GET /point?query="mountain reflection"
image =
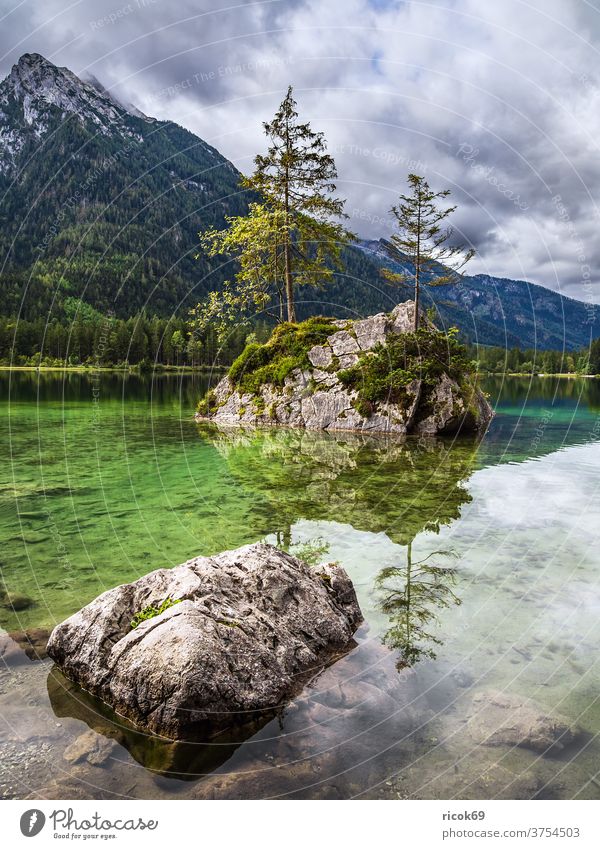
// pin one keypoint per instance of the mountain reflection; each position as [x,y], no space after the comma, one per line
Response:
[411,595]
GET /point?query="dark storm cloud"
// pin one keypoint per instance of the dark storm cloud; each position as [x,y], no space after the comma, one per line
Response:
[497,102]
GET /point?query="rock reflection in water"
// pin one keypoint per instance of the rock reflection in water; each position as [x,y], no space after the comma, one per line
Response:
[187,760]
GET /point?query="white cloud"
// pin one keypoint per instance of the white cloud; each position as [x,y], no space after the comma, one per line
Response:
[394,85]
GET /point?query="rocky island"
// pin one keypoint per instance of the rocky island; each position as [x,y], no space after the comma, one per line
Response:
[214,643]
[372,375]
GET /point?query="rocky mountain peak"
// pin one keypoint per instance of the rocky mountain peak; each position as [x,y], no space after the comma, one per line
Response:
[35,84]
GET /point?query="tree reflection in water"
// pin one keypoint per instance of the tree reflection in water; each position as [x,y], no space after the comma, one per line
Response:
[411,596]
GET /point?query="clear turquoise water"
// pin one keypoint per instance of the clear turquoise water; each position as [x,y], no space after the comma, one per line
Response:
[97,493]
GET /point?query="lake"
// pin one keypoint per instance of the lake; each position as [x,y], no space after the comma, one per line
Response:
[107,478]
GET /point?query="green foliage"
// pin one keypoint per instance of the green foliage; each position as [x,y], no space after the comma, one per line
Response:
[383,374]
[411,595]
[423,241]
[288,239]
[99,341]
[497,360]
[286,350]
[207,404]
[152,610]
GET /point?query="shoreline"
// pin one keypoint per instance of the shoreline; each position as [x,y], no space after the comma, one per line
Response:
[119,369]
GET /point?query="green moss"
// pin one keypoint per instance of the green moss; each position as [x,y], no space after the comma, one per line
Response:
[258,405]
[363,407]
[384,373]
[152,610]
[286,350]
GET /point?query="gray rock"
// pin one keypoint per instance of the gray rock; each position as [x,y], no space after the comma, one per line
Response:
[320,356]
[90,747]
[249,627]
[371,331]
[454,409]
[503,719]
[343,342]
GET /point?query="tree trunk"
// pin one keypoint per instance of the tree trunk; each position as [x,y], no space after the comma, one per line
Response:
[418,268]
[289,286]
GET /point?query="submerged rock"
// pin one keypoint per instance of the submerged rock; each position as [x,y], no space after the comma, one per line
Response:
[503,719]
[250,627]
[408,393]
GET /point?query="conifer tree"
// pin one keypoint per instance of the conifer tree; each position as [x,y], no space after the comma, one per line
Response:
[424,241]
[292,236]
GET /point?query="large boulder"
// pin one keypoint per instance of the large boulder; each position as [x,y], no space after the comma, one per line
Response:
[250,626]
[317,397]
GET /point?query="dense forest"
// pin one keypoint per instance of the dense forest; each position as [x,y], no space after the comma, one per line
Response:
[498,360]
[101,342]
[91,339]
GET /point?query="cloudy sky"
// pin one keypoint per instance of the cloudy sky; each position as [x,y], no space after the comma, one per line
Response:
[496,101]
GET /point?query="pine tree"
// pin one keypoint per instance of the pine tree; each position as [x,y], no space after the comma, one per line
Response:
[424,241]
[296,178]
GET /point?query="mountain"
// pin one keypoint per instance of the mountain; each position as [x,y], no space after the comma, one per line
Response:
[512,313]
[101,205]
[99,202]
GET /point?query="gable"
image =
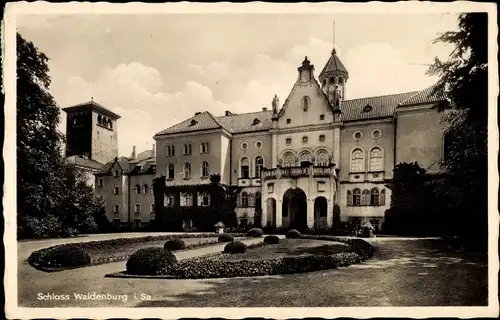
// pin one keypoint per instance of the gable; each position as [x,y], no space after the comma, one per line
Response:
[305,105]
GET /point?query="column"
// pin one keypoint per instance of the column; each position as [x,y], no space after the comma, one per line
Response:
[310,213]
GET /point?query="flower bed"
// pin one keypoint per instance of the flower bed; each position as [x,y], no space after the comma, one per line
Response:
[106,251]
[214,266]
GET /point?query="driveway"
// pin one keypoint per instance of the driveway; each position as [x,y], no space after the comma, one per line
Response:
[403,272]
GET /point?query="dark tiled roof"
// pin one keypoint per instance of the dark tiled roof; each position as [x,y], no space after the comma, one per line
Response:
[85,163]
[425,96]
[202,121]
[333,64]
[93,105]
[381,106]
[247,122]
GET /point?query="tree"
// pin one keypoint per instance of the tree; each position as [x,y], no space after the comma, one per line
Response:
[464,80]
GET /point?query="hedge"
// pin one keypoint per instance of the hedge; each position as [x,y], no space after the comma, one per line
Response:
[213,267]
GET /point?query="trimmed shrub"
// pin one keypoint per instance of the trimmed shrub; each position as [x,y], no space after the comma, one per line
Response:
[174,244]
[226,238]
[62,256]
[271,239]
[293,234]
[150,261]
[255,233]
[235,247]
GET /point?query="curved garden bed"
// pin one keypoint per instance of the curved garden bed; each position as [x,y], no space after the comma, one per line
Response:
[77,255]
[271,259]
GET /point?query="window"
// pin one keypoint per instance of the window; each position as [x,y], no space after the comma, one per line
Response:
[357,135]
[245,168]
[356,197]
[259,164]
[244,199]
[170,151]
[357,161]
[376,159]
[270,187]
[204,199]
[205,147]
[186,199]
[187,149]
[171,172]
[205,170]
[375,197]
[305,103]
[376,134]
[187,170]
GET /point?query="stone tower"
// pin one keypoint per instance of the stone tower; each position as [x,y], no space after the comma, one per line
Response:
[333,79]
[91,132]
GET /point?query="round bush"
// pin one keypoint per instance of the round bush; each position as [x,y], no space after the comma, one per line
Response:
[235,247]
[150,261]
[272,239]
[226,238]
[293,234]
[69,255]
[255,233]
[174,244]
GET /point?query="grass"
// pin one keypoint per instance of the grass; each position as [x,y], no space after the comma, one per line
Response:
[291,247]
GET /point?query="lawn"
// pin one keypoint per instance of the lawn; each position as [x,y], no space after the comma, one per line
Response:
[291,247]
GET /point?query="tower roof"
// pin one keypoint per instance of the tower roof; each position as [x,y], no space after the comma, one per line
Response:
[333,65]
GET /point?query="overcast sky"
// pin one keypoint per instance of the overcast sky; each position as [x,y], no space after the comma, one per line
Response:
[157,70]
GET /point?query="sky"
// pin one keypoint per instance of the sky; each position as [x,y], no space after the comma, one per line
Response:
[157,70]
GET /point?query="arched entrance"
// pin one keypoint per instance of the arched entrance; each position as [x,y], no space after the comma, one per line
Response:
[295,209]
[271,212]
[320,210]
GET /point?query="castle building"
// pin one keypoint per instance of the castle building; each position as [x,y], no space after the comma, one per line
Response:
[297,161]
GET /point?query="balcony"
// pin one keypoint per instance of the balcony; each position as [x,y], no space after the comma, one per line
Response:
[297,172]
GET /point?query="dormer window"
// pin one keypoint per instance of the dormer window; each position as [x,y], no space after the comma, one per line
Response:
[367,108]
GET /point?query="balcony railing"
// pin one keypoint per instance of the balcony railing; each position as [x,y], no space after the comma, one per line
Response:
[297,172]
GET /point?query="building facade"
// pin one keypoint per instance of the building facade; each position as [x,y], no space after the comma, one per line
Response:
[295,162]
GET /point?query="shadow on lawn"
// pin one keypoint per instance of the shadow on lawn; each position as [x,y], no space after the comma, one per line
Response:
[415,273]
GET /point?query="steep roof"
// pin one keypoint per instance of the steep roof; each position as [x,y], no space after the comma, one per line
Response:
[333,64]
[373,107]
[84,163]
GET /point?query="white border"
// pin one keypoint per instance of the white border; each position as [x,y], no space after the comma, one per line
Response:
[9,59]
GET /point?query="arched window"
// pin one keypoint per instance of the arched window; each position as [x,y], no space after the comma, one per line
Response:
[375,197]
[376,159]
[171,171]
[356,197]
[289,160]
[357,161]
[259,164]
[205,169]
[244,199]
[245,168]
[365,198]
[305,103]
[187,170]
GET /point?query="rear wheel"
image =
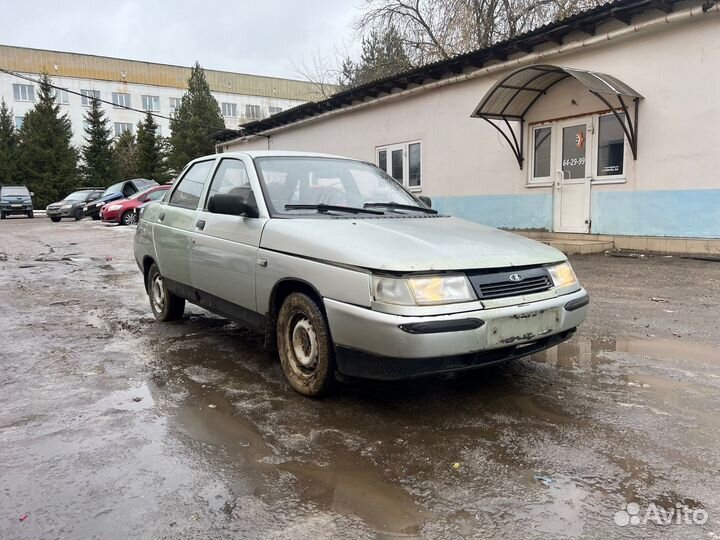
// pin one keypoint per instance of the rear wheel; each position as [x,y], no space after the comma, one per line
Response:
[304,346]
[128,218]
[166,306]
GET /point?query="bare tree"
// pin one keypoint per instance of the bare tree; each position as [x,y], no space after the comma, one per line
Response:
[439,29]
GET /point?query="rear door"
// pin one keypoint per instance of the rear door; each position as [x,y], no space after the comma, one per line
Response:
[175,220]
[224,250]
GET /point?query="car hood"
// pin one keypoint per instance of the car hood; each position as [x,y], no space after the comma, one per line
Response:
[405,244]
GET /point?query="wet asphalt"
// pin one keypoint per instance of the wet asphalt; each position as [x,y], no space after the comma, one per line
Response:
[115,426]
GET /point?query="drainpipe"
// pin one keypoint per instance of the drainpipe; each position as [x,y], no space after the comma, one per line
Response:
[711,6]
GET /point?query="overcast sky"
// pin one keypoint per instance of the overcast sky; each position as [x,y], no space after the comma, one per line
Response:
[266,37]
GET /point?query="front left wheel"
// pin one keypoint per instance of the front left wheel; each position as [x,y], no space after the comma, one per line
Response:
[166,306]
[129,218]
[304,346]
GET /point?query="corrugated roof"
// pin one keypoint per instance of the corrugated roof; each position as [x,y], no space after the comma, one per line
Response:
[86,66]
[585,21]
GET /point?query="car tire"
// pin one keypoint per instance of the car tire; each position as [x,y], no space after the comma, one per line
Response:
[166,306]
[305,346]
[128,218]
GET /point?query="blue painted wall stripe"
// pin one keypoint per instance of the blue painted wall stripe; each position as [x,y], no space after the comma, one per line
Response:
[531,211]
[694,213]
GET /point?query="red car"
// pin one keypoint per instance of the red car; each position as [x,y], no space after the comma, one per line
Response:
[123,211]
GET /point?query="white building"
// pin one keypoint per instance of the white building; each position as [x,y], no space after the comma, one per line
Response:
[140,85]
[609,126]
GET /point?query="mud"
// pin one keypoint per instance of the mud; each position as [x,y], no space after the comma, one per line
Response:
[114,426]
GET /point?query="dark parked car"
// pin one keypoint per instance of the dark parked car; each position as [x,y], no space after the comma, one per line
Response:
[15,200]
[72,205]
[121,190]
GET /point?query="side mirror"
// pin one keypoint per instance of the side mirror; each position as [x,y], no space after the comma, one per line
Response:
[427,200]
[232,205]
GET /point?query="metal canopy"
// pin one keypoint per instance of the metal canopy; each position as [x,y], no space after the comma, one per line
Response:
[510,99]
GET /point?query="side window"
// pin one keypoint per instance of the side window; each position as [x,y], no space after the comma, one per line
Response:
[230,178]
[155,195]
[187,192]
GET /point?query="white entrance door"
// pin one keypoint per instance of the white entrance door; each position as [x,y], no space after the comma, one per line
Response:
[571,200]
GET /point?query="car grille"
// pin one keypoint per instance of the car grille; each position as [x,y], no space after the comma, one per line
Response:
[513,282]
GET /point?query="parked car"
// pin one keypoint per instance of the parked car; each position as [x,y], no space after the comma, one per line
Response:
[123,211]
[72,205]
[347,272]
[15,200]
[121,190]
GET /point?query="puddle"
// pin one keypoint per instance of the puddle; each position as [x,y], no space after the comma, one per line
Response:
[133,399]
----------------------------------------
**Work instruction**
Gather each line from the listing above that holds "shrub".

**Answer**
GET /point?query="trimmed shrub"
// pin one keypoint per instance of the trimmed shrub; each position as [x,y], no space after the comma, one per line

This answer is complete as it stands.